*Task brief*
Among the lines below, take the one holding "Target: fir tree", the one holding "Target: patch of snow", and all lines between them. Set them down exactly.

(Data excerpts)
_ _ _

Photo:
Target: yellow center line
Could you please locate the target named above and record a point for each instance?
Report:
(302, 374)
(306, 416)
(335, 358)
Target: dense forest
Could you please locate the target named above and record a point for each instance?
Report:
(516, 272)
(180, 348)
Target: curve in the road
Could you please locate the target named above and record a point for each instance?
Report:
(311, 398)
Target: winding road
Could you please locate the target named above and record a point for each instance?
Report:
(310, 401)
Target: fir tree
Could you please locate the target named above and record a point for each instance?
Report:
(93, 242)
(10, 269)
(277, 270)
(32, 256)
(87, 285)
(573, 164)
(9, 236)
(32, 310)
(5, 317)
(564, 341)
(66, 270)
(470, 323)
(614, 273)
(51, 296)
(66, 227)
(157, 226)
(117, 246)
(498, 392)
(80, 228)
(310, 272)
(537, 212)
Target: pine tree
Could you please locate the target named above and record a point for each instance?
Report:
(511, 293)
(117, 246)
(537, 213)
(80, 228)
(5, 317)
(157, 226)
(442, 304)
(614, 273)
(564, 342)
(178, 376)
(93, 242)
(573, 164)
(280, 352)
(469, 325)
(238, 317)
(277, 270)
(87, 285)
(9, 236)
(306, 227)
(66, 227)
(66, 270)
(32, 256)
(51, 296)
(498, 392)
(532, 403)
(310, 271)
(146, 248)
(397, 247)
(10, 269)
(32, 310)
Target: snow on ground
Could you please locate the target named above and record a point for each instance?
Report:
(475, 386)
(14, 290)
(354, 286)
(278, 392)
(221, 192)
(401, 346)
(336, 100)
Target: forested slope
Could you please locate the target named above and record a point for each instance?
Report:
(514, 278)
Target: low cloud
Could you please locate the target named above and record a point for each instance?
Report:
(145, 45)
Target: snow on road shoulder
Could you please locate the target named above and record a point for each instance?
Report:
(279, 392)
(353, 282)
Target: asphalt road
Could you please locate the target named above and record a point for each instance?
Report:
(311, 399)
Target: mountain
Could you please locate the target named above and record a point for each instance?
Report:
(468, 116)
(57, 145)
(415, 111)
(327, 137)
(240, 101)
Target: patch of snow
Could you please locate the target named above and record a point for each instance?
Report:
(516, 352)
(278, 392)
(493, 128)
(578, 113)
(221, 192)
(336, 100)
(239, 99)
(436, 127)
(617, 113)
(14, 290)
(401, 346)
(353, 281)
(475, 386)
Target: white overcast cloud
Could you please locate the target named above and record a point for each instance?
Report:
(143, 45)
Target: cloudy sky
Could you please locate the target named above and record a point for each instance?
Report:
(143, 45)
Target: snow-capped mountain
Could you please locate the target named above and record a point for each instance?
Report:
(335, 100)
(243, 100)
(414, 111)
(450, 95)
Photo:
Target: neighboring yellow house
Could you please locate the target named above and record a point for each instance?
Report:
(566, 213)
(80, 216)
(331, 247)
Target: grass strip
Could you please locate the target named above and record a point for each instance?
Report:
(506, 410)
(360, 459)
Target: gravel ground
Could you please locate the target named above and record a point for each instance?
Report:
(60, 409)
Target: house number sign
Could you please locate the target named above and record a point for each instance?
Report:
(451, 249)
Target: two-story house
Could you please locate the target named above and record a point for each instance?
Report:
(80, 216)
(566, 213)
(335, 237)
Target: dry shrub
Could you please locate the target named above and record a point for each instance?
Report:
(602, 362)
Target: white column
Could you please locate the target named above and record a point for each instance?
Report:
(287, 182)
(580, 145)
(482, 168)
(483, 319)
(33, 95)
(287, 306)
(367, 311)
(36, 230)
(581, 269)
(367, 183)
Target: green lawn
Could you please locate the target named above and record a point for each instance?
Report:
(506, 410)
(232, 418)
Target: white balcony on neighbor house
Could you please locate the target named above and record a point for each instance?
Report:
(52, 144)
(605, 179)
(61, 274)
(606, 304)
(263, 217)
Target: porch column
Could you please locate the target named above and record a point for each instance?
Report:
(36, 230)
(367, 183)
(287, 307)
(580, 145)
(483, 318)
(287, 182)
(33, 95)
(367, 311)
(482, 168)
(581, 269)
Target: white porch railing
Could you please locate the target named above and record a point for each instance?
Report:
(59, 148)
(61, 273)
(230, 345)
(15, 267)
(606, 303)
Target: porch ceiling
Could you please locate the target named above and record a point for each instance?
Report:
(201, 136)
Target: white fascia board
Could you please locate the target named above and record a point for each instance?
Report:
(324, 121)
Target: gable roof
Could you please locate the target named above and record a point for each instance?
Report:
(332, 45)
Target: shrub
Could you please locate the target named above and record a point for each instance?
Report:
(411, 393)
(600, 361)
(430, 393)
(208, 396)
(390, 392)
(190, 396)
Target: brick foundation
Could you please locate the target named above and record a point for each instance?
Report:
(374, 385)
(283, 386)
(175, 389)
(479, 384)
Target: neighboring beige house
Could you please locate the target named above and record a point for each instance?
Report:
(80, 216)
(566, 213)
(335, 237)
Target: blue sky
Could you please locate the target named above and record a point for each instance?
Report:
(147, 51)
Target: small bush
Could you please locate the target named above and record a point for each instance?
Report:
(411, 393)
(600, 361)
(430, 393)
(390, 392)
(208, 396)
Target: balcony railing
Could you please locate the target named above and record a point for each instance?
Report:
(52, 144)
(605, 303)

_ _ _

*Output for this exercise*
Target: fir tree
Could you please locate the target named above and record a point for each instance?
Report:
(93, 242)
(10, 269)
(277, 270)
(32, 256)
(87, 285)
(573, 164)
(9, 236)
(32, 310)
(5, 317)
(564, 341)
(66, 270)
(470, 323)
(614, 273)
(51, 296)
(66, 227)
(157, 226)
(117, 246)
(498, 392)
(80, 228)
(310, 272)
(537, 212)
Target: pine tree
Could you please locate the target named above and record a point for each instance?
Report:
(511, 293)
(117, 246)
(537, 213)
(80, 228)
(5, 317)
(157, 226)
(442, 304)
(614, 273)
(564, 342)
(178, 376)
(93, 242)
(573, 164)
(280, 352)
(469, 325)
(238, 317)
(277, 270)
(87, 285)
(9, 236)
(306, 227)
(66, 227)
(66, 270)
(32, 256)
(51, 296)
(498, 392)
(532, 403)
(310, 271)
(146, 248)
(397, 247)
(10, 269)
(32, 310)
Target: snow on ground
Could you please locate the target named above and record a point for each instance?
Report:
(475, 386)
(14, 290)
(354, 286)
(278, 392)
(221, 192)
(401, 346)
(336, 100)
Target: forested slope
Could you please locate the target named above and record a point for each instance?
Report:
(514, 278)
Target: low cloud
Could you please locate the target named above and record a point for each instance?
Report:
(145, 45)
Target: snow on road shoulder
Could you please locate the target named above and record a point for each instance?
Report:
(279, 392)
(353, 282)
Target: asphalt road
Could you please locate the target named above and record a point for each instance?
Report:
(311, 399)
Target: mountain
Could you please locate the target named above and record a point for each instance?
Report:
(468, 116)
(57, 145)
(415, 111)
(327, 137)
(240, 101)
Target: patch of snow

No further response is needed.